- Problem details -
Reproduce the data below word for word, every line in its original order, without changing anything.

- Task data -
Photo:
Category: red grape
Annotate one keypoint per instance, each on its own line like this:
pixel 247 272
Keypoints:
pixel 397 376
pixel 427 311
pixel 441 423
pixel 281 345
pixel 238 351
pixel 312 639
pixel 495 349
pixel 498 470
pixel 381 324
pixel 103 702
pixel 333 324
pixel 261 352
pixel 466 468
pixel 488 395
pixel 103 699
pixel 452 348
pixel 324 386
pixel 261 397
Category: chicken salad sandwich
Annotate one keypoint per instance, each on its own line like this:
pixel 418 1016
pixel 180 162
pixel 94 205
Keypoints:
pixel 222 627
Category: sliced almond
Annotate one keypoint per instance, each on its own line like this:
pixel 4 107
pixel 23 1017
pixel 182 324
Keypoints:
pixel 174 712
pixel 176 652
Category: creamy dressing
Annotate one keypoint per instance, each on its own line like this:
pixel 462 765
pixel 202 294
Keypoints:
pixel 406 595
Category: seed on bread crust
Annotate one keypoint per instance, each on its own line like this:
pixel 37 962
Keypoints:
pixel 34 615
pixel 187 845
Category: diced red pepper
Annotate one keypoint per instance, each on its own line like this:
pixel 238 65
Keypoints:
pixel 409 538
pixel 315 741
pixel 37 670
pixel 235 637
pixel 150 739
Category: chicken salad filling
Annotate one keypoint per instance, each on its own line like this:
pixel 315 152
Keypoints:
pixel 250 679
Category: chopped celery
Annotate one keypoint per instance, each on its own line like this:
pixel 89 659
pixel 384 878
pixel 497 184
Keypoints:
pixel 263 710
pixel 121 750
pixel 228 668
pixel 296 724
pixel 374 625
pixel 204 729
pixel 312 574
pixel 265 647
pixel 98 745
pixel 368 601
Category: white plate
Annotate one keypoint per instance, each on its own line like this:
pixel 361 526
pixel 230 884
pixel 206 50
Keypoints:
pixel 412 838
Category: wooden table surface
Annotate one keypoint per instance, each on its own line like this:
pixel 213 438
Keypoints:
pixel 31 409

- Task result -
Photo:
Category: red grape
Annotate one keypoint per instance, each on its own line like this:
pixel 247 272
Keypoints:
pixel 397 376
pixel 427 311
pixel 441 423
pixel 281 345
pixel 238 351
pixel 312 639
pixel 495 349
pixel 498 470
pixel 381 324
pixel 103 702
pixel 333 324
pixel 261 352
pixel 466 468
pixel 488 395
pixel 103 699
pixel 452 348
pixel 324 386
pixel 261 397
Category: chicken salad sandwich
Annotate one keypoint per instance, each on its own line like this:
pixel 418 1016
pixel 180 162
pixel 94 205
Keypoints:
pixel 222 627
Category: sliced almond
Annotate one keypoint per instance, each on its own line like this:
pixel 4 107
pixel 23 1017
pixel 182 324
Keypoints:
pixel 174 712
pixel 176 652
Category: creamy dressing
Annotate one keypoint per instance, each on its own line like this:
pixel 462 765
pixel 202 294
Keypoints:
pixel 406 595
Category: seed on bread crust
Annotate one keypoint per instance, each on its own line like this:
pixel 37 962
Keypoints:
pixel 34 615
pixel 187 845
Category: diced red pepper
Annotate one keypoint per instance, each on its own line like this:
pixel 238 65
Keypoints:
pixel 409 538
pixel 315 741
pixel 37 670
pixel 235 637
pixel 150 739
Category: chicken salad filling
Annotate one keypoint per instance, each on its own line like this:
pixel 315 152
Keypoints:
pixel 250 679
Category: chopped celery
Annotate one keypoint per instance, each on its own line like this:
pixel 89 659
pixel 384 878
pixel 497 184
Keypoints:
pixel 263 710
pixel 121 750
pixel 228 668
pixel 296 724
pixel 374 625
pixel 204 729
pixel 312 574
pixel 265 647
pixel 98 745
pixel 368 601
Category: white plate
Annotate one keypoint per instance, each on its own line like this:
pixel 361 526
pixel 230 884
pixel 206 50
Keypoints:
pixel 412 838
Category: wooden table surface
Annotate one keypoint per instance, each on its own line like this:
pixel 213 438
Keypoints:
pixel 31 409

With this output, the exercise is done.